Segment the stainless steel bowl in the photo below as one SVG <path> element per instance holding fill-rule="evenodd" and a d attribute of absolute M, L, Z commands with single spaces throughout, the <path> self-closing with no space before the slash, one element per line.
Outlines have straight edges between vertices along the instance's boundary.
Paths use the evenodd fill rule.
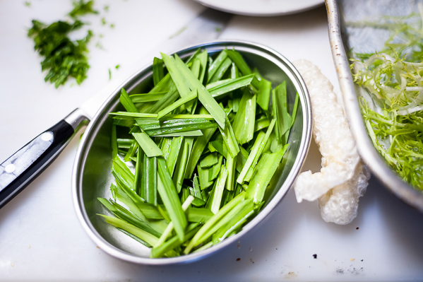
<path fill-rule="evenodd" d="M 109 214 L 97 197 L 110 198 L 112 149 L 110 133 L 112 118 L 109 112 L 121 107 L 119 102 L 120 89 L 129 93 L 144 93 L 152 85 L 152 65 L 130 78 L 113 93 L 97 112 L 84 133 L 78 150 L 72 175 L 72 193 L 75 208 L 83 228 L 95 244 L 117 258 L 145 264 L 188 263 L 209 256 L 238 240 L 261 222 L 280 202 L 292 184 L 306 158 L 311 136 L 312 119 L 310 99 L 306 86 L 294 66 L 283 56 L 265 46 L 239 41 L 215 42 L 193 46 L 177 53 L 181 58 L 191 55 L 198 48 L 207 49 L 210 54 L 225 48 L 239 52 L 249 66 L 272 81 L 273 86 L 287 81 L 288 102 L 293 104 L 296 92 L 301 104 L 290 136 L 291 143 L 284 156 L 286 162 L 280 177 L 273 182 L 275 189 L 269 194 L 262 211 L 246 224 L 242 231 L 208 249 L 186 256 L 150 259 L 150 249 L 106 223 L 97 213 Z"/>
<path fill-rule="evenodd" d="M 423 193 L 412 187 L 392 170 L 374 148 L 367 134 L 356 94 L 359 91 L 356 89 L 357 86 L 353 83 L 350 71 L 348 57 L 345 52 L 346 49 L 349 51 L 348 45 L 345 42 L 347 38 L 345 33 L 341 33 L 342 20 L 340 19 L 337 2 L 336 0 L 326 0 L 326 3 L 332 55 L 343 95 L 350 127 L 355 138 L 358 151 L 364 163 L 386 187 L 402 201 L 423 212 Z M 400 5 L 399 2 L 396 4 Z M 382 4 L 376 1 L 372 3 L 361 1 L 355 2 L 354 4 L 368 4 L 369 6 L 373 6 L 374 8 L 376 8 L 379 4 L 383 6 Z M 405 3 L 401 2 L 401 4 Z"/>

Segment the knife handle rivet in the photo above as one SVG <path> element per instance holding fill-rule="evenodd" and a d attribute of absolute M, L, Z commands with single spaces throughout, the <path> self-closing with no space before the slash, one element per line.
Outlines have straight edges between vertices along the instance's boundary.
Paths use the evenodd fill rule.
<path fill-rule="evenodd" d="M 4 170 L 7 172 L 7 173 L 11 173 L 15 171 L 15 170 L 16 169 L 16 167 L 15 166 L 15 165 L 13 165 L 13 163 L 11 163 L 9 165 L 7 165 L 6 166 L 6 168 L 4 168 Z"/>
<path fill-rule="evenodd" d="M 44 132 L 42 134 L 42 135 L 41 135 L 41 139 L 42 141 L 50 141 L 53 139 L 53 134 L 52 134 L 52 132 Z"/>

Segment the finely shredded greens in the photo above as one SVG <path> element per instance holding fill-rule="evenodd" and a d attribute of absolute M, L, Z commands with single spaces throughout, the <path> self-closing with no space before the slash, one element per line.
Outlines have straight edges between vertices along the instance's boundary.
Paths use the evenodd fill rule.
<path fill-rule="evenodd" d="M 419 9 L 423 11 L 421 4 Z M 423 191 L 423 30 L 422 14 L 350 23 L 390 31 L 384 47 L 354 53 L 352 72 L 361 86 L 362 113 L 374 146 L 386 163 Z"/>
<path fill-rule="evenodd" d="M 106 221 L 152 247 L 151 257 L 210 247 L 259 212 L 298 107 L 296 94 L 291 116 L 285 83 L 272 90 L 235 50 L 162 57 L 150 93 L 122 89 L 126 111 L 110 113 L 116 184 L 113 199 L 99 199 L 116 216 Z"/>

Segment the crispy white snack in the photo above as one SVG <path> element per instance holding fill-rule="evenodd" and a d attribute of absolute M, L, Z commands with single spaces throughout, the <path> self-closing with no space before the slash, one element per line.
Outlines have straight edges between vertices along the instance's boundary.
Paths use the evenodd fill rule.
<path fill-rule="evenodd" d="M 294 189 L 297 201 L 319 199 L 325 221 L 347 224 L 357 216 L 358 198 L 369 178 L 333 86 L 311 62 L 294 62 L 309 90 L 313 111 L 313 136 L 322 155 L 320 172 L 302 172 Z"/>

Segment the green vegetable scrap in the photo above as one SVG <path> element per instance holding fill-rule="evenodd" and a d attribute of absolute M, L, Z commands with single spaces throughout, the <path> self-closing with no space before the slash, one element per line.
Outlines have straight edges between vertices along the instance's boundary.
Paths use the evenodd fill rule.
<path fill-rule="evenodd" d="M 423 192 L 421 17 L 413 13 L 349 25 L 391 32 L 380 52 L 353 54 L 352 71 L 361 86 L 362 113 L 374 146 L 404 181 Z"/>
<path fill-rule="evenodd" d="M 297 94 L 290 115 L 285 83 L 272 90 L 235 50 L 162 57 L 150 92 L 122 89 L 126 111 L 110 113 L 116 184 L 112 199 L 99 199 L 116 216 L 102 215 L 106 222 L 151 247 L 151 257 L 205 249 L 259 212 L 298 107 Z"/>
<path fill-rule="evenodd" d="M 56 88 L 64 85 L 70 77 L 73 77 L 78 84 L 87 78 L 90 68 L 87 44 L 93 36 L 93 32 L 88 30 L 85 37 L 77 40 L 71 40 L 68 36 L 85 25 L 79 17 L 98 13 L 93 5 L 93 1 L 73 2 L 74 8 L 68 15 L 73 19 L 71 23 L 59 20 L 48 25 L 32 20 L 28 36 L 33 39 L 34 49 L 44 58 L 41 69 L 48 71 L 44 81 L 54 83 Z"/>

--

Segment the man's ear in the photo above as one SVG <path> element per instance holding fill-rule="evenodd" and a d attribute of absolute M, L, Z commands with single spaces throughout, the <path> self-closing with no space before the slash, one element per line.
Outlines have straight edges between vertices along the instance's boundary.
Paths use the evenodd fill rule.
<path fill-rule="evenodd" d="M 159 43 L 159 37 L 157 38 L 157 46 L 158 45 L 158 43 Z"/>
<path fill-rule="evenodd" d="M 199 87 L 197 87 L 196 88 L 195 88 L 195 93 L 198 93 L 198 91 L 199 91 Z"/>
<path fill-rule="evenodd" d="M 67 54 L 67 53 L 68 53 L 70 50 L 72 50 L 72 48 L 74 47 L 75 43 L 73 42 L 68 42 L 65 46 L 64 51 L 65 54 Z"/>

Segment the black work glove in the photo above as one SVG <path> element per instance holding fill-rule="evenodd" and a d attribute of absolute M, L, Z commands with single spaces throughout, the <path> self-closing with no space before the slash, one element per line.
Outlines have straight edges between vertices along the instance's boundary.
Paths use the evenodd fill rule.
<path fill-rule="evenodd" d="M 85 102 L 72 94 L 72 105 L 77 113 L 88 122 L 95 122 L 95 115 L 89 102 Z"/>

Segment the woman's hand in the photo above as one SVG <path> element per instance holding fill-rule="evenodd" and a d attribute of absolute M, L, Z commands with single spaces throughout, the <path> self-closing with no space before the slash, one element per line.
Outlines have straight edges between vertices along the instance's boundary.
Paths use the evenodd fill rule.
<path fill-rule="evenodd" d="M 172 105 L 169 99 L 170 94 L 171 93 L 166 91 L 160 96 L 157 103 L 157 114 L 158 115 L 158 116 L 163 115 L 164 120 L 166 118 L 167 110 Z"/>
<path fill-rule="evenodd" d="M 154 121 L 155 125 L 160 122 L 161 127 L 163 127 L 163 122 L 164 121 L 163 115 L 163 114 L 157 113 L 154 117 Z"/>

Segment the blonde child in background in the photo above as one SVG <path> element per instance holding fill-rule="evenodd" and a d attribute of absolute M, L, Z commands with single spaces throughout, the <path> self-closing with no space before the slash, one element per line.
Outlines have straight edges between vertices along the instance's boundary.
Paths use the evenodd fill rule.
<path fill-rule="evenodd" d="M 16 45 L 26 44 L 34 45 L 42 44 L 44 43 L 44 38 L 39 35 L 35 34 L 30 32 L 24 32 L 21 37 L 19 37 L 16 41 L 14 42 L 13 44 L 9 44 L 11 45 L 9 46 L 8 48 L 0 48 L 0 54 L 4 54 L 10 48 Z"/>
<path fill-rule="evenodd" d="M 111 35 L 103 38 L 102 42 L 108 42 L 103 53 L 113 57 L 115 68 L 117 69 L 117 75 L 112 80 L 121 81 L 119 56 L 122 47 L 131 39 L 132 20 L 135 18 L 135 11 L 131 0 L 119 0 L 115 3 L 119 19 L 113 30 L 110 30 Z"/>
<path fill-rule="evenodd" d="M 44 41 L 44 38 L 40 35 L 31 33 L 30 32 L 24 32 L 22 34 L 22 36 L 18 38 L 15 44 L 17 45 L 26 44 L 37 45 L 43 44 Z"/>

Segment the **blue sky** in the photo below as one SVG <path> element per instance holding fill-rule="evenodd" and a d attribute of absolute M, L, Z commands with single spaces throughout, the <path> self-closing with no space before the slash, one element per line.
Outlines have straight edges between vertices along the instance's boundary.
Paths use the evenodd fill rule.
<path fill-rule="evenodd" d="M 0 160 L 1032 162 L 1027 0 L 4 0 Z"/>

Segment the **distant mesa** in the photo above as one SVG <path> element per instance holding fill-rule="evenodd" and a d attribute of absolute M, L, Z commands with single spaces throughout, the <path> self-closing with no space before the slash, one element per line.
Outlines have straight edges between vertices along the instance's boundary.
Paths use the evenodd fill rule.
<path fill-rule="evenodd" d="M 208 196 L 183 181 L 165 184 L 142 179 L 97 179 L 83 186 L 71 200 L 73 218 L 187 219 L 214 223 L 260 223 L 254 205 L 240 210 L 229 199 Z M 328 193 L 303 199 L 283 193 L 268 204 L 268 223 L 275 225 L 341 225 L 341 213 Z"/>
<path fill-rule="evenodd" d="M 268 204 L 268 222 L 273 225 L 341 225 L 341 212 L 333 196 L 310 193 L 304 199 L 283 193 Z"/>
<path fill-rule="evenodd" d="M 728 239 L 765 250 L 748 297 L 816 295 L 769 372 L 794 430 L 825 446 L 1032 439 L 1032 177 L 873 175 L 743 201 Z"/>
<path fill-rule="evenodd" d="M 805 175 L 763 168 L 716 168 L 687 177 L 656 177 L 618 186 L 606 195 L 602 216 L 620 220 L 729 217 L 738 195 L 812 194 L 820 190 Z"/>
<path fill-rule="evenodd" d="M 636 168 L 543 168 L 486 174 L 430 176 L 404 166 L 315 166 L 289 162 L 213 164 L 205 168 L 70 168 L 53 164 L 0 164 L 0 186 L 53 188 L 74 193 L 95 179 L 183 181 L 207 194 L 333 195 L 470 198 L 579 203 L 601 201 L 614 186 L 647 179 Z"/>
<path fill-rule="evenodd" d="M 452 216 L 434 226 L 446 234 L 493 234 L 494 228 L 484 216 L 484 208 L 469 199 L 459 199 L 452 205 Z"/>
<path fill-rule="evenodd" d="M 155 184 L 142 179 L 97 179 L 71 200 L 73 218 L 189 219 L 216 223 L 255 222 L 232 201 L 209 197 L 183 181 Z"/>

==

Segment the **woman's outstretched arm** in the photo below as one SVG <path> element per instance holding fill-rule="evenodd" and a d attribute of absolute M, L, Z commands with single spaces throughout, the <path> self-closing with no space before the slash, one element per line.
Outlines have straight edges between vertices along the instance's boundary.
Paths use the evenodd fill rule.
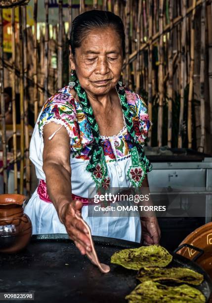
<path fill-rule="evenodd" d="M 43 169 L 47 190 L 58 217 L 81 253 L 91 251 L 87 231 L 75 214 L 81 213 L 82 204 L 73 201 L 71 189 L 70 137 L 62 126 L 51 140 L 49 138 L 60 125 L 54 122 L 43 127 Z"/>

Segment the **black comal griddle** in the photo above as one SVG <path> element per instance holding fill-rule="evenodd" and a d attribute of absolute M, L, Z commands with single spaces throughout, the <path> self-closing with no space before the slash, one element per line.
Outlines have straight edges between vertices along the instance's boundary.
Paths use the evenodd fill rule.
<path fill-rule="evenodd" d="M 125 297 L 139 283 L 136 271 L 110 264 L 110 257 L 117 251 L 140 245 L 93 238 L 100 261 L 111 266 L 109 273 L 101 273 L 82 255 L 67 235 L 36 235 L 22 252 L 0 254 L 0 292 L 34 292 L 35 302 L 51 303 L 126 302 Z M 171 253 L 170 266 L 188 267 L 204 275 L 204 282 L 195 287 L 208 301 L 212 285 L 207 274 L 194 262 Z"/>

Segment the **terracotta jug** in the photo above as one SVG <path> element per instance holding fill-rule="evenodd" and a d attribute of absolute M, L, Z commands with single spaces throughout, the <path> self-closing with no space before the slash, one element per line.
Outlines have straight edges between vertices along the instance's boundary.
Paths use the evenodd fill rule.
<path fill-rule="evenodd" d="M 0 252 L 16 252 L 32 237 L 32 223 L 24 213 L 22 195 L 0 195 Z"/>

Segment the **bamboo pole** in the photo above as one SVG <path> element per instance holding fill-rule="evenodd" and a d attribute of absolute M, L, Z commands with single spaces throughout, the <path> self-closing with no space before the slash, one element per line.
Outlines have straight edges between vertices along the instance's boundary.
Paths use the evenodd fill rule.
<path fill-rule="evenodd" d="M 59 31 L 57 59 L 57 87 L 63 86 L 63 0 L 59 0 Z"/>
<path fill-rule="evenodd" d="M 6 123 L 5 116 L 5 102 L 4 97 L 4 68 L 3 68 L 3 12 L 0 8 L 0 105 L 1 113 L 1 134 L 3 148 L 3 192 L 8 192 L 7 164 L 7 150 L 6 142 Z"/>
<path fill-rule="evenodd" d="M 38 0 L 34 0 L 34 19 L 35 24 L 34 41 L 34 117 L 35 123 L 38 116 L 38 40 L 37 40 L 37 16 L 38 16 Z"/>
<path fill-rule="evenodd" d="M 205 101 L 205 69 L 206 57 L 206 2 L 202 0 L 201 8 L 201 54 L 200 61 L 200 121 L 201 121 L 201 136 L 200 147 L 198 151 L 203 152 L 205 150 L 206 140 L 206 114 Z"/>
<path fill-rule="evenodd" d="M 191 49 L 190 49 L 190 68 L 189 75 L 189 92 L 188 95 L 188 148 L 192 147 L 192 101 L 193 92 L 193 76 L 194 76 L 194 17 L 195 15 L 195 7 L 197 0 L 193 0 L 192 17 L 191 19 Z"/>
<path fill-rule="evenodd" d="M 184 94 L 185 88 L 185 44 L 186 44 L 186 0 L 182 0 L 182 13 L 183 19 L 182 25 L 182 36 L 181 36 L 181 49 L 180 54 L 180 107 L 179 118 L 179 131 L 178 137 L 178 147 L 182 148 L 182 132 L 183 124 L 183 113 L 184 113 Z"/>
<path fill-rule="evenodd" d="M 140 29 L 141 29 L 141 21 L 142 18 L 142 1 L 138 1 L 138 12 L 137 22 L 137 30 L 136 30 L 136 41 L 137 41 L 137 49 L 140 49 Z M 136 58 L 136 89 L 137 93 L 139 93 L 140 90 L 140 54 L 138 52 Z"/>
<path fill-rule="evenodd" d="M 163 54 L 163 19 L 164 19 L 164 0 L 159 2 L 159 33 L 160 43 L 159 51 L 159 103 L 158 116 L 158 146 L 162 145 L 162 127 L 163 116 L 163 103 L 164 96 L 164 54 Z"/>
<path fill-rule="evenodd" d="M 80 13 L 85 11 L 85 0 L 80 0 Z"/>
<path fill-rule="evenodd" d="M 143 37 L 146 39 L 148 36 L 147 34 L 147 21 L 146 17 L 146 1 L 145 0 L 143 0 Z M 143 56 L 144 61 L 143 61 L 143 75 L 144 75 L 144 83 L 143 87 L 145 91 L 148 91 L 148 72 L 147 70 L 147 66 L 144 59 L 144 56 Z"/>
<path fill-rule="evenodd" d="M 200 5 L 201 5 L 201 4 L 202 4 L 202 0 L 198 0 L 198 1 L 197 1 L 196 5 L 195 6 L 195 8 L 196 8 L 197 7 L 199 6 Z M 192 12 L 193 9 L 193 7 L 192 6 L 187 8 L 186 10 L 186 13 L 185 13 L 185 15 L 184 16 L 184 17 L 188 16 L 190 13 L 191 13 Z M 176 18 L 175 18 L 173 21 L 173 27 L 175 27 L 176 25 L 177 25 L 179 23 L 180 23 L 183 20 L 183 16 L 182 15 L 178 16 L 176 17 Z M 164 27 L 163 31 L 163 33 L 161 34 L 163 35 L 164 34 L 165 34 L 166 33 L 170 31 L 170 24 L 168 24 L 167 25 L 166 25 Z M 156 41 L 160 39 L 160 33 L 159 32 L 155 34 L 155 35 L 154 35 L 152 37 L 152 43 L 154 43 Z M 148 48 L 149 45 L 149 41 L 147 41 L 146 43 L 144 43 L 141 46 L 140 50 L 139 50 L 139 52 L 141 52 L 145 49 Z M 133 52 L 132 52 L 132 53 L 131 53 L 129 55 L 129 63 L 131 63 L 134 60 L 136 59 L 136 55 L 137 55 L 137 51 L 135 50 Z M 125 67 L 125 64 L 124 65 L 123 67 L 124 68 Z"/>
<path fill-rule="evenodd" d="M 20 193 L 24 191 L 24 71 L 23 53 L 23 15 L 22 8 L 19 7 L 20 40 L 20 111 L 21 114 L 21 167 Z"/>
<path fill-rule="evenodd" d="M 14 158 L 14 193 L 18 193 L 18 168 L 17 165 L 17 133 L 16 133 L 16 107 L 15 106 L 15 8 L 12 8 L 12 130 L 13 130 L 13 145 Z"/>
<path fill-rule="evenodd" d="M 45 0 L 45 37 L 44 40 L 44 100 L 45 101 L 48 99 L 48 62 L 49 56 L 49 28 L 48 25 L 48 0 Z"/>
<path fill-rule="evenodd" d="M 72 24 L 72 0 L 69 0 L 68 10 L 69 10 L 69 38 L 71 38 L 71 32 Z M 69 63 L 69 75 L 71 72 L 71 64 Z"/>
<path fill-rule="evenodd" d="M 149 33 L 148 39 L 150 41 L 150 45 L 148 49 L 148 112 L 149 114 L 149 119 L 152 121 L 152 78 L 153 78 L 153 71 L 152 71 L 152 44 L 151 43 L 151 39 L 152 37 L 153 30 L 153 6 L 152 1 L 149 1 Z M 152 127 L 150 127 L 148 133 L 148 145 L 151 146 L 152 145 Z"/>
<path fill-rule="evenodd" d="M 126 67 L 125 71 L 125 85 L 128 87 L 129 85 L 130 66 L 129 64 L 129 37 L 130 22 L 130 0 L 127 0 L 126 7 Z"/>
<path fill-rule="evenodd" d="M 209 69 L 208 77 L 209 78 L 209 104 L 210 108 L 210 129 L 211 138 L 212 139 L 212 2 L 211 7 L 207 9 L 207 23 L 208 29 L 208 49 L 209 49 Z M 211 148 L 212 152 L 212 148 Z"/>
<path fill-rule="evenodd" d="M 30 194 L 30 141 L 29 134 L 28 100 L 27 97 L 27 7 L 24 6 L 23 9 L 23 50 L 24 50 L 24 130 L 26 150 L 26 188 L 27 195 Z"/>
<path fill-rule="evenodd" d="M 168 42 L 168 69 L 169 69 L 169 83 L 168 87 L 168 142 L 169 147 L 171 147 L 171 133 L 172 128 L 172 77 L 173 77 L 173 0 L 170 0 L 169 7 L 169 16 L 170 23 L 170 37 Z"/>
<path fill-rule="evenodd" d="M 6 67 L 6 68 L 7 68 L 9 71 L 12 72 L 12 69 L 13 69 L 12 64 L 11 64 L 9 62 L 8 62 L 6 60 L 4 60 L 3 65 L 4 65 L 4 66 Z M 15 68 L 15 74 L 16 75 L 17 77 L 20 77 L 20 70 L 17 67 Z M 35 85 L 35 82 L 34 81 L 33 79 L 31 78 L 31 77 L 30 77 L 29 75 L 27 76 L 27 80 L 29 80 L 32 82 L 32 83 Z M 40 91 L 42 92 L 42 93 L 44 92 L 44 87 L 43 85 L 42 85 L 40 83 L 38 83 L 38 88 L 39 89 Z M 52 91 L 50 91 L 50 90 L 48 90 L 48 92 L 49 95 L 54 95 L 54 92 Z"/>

### Exercise brief
How many lines of the records above contain the string "comal"? Case counts, so reply with the number only.

### Task solution
1